== Problem details ==
From the data below, return the exact lines starting at the line containing "column 648, row 356" and ending at the line containing "column 973, row 58", both included, and nothing else.

== Records shown ==
%%
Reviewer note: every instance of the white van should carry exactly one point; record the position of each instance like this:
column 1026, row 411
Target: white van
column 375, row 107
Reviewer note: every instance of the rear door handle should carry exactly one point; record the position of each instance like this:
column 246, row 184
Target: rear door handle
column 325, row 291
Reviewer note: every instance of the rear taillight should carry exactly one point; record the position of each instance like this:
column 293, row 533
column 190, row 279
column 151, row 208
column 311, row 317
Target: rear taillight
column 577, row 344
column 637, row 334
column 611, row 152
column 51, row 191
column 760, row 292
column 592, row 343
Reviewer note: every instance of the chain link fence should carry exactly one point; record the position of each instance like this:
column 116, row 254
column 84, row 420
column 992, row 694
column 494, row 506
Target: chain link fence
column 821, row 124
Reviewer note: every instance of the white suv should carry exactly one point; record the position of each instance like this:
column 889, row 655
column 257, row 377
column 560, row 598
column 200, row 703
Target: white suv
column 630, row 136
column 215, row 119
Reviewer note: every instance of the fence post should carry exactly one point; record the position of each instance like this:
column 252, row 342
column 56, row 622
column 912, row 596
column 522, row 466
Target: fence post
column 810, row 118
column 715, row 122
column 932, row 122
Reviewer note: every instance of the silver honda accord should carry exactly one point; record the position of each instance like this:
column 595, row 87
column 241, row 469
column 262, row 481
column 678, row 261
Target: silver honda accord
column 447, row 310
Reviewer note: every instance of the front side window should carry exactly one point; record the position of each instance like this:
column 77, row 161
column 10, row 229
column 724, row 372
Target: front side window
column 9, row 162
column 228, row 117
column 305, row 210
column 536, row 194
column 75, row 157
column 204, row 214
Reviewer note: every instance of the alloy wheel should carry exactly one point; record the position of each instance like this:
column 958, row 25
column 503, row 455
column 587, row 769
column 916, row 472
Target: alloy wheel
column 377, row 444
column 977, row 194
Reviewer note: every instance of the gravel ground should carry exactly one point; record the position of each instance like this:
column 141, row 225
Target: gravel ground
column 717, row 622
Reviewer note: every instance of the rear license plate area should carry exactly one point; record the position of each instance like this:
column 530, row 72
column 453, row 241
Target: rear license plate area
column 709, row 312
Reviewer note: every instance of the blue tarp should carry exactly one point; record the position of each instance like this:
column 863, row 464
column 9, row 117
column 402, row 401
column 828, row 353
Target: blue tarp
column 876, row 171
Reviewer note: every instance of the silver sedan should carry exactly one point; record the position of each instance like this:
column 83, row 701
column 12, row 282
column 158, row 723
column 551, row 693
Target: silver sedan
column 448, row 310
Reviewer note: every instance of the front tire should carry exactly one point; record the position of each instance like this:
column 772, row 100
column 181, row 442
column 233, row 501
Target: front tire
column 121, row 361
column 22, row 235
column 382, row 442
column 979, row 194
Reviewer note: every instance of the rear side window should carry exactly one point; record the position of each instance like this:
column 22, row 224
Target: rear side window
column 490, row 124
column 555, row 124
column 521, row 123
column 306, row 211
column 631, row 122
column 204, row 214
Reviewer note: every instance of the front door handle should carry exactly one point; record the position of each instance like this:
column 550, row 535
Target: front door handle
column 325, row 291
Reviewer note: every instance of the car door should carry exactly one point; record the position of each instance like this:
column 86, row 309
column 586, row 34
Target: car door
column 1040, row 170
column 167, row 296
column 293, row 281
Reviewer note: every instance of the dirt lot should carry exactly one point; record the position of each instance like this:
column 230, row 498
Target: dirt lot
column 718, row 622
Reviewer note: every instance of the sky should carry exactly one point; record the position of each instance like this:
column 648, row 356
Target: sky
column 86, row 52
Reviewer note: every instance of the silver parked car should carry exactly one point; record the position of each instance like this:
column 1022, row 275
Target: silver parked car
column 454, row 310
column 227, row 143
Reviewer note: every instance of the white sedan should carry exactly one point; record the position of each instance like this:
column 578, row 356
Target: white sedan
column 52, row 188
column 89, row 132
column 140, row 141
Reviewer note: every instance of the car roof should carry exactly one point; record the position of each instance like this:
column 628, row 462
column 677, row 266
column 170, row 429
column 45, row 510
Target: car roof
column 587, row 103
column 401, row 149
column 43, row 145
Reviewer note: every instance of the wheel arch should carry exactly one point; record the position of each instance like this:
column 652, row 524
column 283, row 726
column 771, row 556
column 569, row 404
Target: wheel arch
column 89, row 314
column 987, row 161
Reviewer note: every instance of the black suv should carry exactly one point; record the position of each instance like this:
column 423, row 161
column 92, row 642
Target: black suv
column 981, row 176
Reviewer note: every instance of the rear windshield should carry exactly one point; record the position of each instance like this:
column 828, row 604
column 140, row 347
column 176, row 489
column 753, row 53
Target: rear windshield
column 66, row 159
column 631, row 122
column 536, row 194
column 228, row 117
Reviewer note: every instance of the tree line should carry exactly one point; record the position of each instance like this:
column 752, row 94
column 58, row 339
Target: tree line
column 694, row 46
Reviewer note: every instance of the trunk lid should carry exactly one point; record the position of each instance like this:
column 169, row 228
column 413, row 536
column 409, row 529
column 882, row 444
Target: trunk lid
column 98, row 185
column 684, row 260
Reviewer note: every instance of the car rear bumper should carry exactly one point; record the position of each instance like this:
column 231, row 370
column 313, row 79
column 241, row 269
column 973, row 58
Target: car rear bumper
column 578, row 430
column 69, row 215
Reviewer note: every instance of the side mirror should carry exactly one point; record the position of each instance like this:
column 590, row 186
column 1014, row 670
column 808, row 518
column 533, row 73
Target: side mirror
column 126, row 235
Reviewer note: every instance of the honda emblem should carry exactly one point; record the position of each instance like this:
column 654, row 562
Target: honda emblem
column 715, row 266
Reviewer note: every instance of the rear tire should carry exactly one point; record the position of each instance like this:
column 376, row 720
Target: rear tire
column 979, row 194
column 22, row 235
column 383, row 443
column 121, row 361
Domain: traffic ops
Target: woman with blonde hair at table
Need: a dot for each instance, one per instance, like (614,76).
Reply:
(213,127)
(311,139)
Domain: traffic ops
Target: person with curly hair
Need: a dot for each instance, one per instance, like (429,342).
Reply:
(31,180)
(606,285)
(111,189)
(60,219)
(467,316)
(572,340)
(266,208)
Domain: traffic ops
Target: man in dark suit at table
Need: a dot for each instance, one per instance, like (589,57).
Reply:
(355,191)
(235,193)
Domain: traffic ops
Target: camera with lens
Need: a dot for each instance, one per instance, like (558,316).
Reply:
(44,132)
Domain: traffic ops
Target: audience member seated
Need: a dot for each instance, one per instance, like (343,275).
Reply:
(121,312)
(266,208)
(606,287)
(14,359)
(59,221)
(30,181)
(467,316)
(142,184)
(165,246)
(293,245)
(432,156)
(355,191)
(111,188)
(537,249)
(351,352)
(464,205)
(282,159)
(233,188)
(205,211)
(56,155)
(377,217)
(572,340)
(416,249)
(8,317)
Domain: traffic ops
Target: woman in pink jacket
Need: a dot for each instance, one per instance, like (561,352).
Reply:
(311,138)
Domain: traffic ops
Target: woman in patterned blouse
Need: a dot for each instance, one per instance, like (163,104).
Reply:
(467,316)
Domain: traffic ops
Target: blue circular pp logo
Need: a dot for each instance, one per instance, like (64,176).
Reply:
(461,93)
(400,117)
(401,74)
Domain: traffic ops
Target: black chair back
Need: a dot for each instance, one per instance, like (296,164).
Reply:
%%
== Problem solution ==
column 648, row 356
Target: sky
column 86, row 52
Reviewer note: every instance of the silver parked car should carry exactly one point; record the position of each instance like this:
column 1022, row 275
Target: silver parked car
column 454, row 310
column 227, row 143
Reviewer note: every instance of the white sedan should carry exactly one point; record the position of each instance like this:
column 578, row 356
Target: white sedan
column 52, row 188
column 89, row 132
column 140, row 141
Reviewer note: every instance of the car roof should carry exactly one point; record the position of each instance like this:
column 628, row 462
column 677, row 266
column 170, row 429
column 45, row 510
Target: car roof
column 587, row 103
column 401, row 149
column 43, row 145
Reviewer note: every instance of the wheel arch should carry exactly one point; record the position of each instance like this:
column 652, row 524
column 283, row 726
column 771, row 556
column 569, row 404
Target: wheel arch
column 89, row 314
column 987, row 161
Reviewer note: every instance of the black suv should carry exactly one point; record the position of each instance like this:
column 423, row 161
column 92, row 642
Target: black suv
column 981, row 176
Reviewer note: every instance of the rear windshield should carry exactly one point; record the position of each instance like this:
column 828, row 604
column 140, row 347
column 176, row 489
column 753, row 53
Target: rear windshield
column 66, row 159
column 631, row 122
column 536, row 194
column 228, row 117
Reviewer note: every instance of the tree line should carry exactly one point; record the position of each instance like this:
column 752, row 94
column 58, row 339
Target: tree line
column 694, row 46
Reviewer note: every instance of the trunk lid should carry exactly one point; record the position of each instance like this:
column 169, row 228
column 413, row 536
column 409, row 529
column 882, row 444
Target: trunk lid
column 98, row 185
column 684, row 260
Reviewer note: every instance of the car rear bumper should carry exactly one point; record the position of each instance like this:
column 231, row 370
column 313, row 79
column 241, row 269
column 973, row 58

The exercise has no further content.